How to complete this task ▸
Leave out the pictures and copy the remaining records exactly.

[Point-per-instance localization data]
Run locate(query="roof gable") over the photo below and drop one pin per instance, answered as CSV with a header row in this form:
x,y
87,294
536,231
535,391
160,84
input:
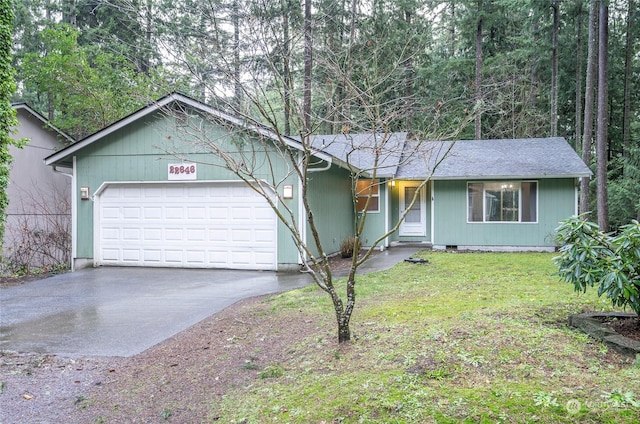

Answer box ▸
Run locate(query="roof gable") over the photo below and drop one pin per instance, answered as CSV with a header row in this form:
x,y
87,294
536,231
535,391
160,84
input:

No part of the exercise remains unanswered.